Given problem: Reproduce the portion of the listing below that opens with the line containing "target: street lamp post" and closes with the line containing "(1205, 122)", including both of those lines, with every line unchanged. Output only that portion.

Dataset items
════════════════

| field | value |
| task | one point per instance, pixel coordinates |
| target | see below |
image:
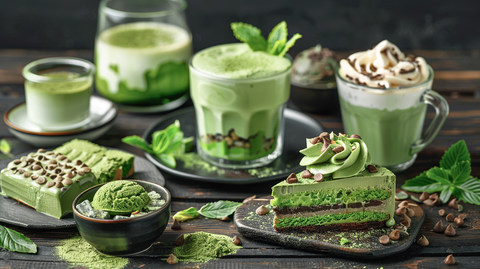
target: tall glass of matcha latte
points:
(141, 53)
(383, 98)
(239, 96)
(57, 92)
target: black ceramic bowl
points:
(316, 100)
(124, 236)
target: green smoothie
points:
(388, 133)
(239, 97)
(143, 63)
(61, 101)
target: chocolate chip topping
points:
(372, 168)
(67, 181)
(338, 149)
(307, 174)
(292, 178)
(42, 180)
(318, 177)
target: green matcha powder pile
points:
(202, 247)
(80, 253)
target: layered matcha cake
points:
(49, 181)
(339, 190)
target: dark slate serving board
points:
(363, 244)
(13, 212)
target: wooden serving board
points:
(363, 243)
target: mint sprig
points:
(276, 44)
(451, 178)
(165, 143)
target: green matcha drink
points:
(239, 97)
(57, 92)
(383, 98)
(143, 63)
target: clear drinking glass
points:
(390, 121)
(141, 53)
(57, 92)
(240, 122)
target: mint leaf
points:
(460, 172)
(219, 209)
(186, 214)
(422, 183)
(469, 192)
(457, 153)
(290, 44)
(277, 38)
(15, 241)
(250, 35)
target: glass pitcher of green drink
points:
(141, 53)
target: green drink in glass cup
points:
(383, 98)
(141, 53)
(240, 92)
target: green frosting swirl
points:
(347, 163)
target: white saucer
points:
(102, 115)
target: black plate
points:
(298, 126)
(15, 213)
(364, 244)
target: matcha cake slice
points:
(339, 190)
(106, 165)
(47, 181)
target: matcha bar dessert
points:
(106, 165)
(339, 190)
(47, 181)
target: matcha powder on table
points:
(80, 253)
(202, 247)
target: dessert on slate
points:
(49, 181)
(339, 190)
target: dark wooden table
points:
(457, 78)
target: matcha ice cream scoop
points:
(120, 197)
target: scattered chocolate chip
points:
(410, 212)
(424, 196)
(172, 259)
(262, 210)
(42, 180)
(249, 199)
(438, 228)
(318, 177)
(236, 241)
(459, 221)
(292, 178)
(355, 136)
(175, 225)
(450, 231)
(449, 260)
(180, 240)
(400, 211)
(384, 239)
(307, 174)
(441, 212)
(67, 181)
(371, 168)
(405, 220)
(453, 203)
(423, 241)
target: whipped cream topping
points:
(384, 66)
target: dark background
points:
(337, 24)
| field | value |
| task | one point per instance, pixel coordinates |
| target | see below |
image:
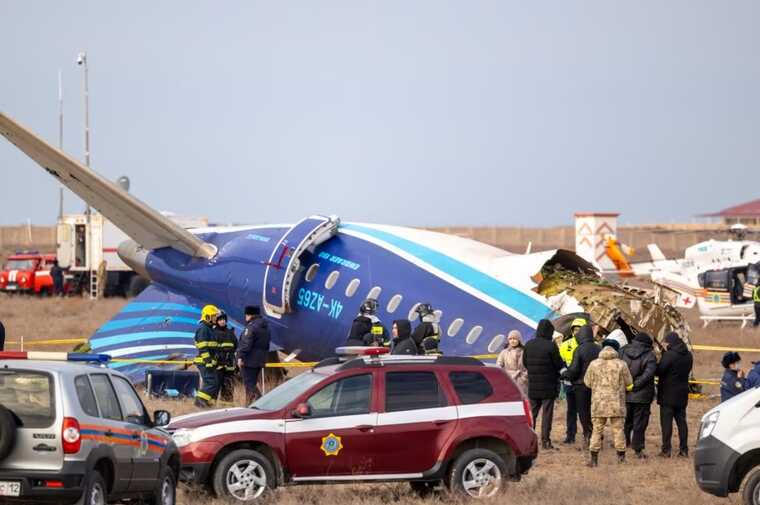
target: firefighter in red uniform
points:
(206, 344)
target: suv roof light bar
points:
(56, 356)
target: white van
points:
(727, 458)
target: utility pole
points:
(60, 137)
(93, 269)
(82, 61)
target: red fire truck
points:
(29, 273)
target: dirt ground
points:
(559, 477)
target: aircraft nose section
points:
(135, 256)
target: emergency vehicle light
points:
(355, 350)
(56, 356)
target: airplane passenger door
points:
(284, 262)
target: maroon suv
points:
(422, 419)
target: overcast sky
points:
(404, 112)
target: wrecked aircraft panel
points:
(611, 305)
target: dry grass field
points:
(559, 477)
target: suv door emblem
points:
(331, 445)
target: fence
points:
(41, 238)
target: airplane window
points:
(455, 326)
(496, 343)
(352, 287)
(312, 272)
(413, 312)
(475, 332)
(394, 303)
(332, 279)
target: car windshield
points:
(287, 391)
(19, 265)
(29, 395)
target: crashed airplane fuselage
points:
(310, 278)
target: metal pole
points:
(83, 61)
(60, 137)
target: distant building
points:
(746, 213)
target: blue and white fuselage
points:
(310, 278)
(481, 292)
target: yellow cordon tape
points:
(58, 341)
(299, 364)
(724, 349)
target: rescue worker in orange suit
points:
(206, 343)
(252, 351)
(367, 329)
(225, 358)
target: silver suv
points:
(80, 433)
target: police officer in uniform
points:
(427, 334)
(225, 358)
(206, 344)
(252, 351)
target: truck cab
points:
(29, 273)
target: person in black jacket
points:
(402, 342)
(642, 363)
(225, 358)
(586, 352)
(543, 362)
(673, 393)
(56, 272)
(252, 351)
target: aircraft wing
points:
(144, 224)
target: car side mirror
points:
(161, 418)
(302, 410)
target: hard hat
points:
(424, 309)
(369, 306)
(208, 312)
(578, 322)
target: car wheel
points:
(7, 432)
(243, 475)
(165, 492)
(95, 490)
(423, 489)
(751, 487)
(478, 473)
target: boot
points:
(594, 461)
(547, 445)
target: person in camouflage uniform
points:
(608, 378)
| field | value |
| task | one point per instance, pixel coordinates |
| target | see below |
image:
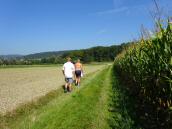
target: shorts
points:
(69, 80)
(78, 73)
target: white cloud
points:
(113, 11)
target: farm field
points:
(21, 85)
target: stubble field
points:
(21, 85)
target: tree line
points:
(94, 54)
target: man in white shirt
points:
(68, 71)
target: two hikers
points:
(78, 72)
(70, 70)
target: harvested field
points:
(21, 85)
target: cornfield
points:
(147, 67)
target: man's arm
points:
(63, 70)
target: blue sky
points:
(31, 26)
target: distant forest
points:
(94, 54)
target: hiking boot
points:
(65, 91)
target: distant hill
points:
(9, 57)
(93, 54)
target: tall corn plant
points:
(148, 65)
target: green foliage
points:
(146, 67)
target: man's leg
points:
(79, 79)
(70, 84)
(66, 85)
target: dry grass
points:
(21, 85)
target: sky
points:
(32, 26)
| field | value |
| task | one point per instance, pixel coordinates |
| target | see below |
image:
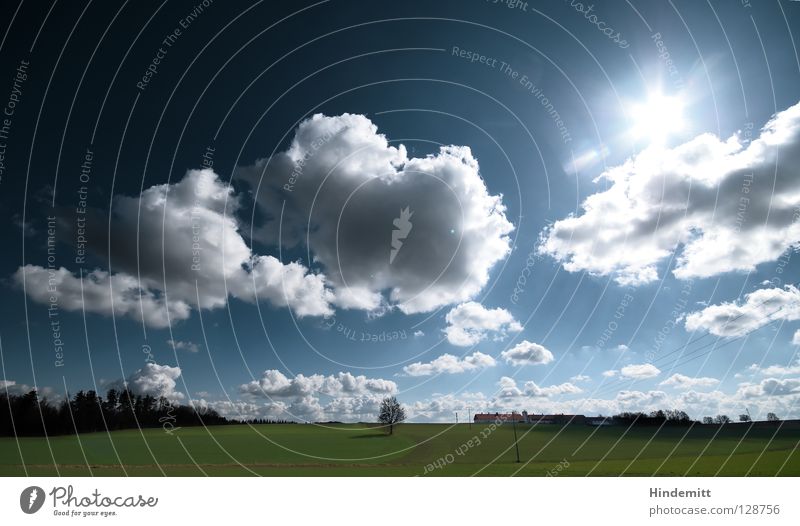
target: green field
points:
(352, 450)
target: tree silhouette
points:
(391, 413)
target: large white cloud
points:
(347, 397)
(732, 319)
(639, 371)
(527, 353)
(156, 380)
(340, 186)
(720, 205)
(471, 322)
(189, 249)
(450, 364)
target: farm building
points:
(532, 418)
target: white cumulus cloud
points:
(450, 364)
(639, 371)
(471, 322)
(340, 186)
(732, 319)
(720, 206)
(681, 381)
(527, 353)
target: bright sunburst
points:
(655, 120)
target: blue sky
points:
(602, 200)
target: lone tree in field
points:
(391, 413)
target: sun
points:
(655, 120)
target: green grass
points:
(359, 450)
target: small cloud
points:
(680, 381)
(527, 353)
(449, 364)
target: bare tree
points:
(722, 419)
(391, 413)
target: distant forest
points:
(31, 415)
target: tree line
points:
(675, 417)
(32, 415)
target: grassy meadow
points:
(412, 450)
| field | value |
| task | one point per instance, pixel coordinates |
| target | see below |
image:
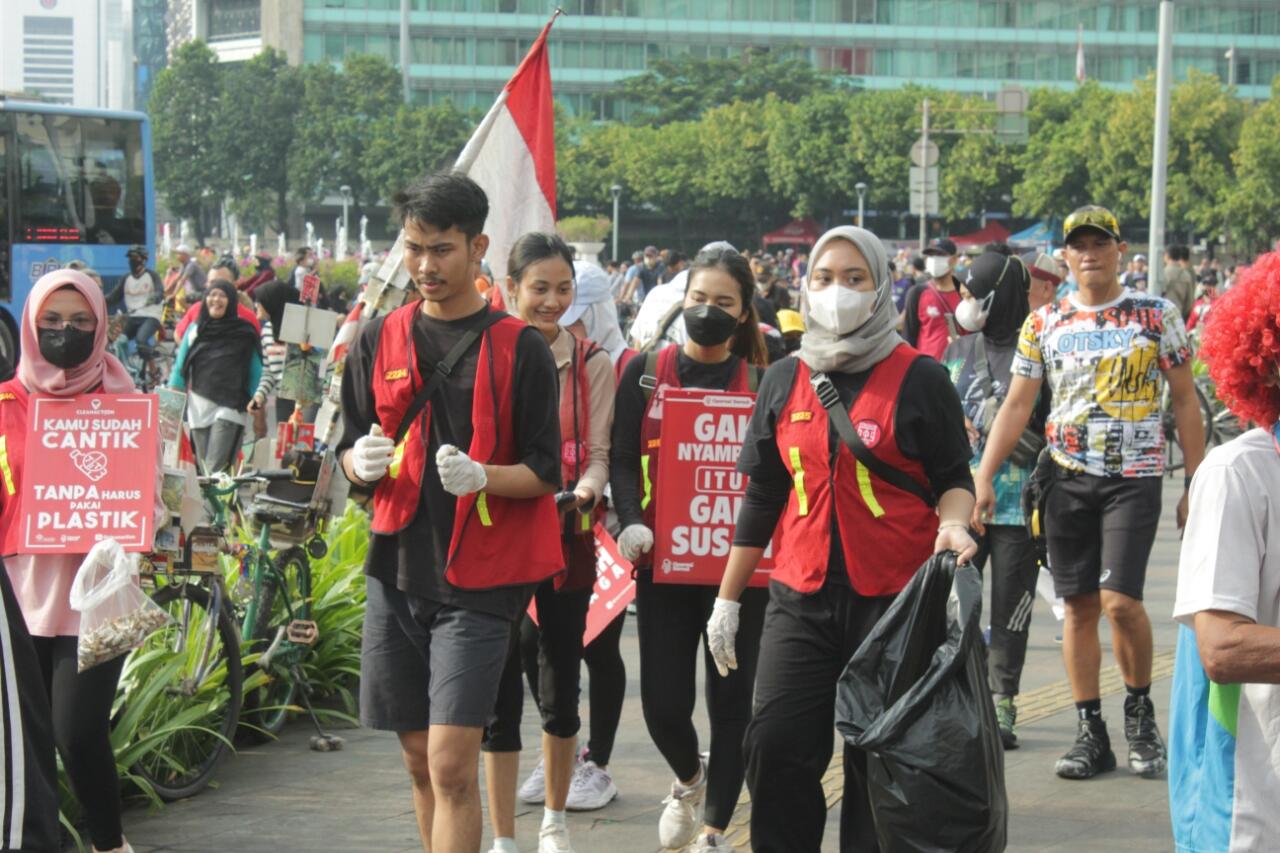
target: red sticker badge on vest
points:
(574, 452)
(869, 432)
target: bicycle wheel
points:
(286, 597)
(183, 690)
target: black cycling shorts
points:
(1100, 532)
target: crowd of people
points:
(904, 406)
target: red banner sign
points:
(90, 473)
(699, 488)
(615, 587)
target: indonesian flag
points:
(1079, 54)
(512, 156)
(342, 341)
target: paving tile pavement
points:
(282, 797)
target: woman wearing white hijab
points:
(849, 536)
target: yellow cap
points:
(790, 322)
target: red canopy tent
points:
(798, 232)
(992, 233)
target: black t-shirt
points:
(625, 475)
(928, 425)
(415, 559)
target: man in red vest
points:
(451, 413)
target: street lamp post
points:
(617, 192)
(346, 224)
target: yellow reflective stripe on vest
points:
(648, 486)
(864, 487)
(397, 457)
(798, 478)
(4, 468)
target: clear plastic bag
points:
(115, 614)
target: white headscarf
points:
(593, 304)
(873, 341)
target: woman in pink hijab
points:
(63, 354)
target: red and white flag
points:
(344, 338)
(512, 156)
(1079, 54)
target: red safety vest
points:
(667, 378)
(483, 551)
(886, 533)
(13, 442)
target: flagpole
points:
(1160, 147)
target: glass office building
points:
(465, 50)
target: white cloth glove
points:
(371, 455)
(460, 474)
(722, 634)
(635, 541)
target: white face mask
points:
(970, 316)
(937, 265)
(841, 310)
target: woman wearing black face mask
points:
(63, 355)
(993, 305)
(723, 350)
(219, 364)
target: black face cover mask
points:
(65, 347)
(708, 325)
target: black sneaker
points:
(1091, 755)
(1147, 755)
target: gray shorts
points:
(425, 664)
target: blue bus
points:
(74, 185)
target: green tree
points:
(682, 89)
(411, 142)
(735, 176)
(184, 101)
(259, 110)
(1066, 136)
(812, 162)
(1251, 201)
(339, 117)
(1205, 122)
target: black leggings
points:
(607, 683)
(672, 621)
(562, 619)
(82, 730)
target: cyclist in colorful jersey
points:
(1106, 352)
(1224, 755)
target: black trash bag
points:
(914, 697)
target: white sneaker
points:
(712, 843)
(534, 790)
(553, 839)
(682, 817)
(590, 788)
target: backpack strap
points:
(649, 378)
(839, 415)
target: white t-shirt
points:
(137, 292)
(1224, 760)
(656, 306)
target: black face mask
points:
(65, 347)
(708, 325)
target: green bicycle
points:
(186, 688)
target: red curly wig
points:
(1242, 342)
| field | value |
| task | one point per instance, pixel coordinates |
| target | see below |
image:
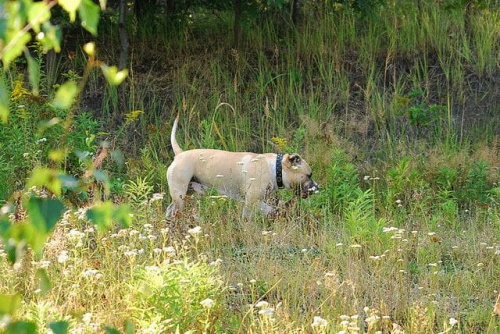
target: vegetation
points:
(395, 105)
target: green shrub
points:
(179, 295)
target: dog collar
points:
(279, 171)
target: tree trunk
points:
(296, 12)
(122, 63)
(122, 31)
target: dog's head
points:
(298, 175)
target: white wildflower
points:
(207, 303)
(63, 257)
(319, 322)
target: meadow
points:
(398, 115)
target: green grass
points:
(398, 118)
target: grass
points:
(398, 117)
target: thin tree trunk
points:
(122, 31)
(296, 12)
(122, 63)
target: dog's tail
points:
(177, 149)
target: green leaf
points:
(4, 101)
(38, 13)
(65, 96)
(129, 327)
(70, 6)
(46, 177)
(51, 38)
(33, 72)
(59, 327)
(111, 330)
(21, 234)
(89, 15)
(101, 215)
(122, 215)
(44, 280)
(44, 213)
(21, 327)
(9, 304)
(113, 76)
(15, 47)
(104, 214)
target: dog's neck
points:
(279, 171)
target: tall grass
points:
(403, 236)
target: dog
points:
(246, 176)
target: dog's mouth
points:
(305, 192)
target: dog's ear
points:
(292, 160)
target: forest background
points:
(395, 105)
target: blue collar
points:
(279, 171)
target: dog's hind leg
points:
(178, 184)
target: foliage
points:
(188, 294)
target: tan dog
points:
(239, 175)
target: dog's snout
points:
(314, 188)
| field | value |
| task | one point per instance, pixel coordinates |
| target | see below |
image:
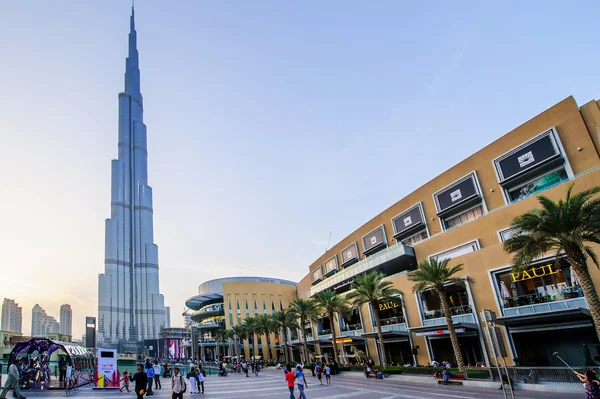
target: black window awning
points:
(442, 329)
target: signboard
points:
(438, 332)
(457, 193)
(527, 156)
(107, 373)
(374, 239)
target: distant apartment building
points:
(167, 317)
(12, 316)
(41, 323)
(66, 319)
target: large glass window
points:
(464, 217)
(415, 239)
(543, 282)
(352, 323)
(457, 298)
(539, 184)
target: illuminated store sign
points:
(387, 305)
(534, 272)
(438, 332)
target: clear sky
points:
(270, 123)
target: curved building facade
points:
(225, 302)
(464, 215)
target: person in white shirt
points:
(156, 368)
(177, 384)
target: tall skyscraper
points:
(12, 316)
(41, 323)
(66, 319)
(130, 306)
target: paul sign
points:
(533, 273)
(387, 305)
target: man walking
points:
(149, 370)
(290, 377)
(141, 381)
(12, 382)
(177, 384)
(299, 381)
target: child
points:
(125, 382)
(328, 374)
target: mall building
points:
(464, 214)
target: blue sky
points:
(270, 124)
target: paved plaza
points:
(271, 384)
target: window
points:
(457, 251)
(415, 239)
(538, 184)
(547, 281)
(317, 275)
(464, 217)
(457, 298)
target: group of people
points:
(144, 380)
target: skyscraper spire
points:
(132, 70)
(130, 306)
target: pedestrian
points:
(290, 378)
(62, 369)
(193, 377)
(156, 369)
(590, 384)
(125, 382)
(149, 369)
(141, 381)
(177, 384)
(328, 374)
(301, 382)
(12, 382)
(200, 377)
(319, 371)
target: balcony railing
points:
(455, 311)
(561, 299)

════════════════

Exercise answer:
target: street lamp post
points:
(617, 192)
(346, 224)
target: yellow reflective stripe on vest
points:
(648, 486)
(864, 487)
(397, 457)
(798, 478)
(4, 468)
target: clear plastic bag
points:
(115, 614)
target: white headscarf
points:
(593, 304)
(873, 341)
target: woman in pink hijab
points:
(63, 354)
target: red and white flag
points:
(344, 338)
(512, 156)
(1079, 54)
target: red safety vest
points:
(667, 378)
(483, 551)
(886, 533)
(13, 442)
target: flagpole
points:
(1160, 147)
target: glass office building
points:
(465, 50)
target: white cloth glove
points:
(371, 455)
(460, 474)
(722, 634)
(635, 541)
target: white face mask
points:
(970, 316)
(937, 265)
(841, 310)
target: woman wearing black face mask
points:
(63, 355)
(993, 305)
(723, 350)
(219, 364)
target: black face cover mask
points:
(65, 347)
(708, 325)
target: black sneaker
points:
(1091, 755)
(1147, 755)
target: gray shorts
points:
(425, 664)
target: blue bus
points:
(74, 185)
target: green tree
points:
(682, 89)
(411, 142)
(735, 176)
(184, 101)
(259, 110)
(1066, 136)
(812, 162)
(1251, 201)
(339, 117)
(1205, 122)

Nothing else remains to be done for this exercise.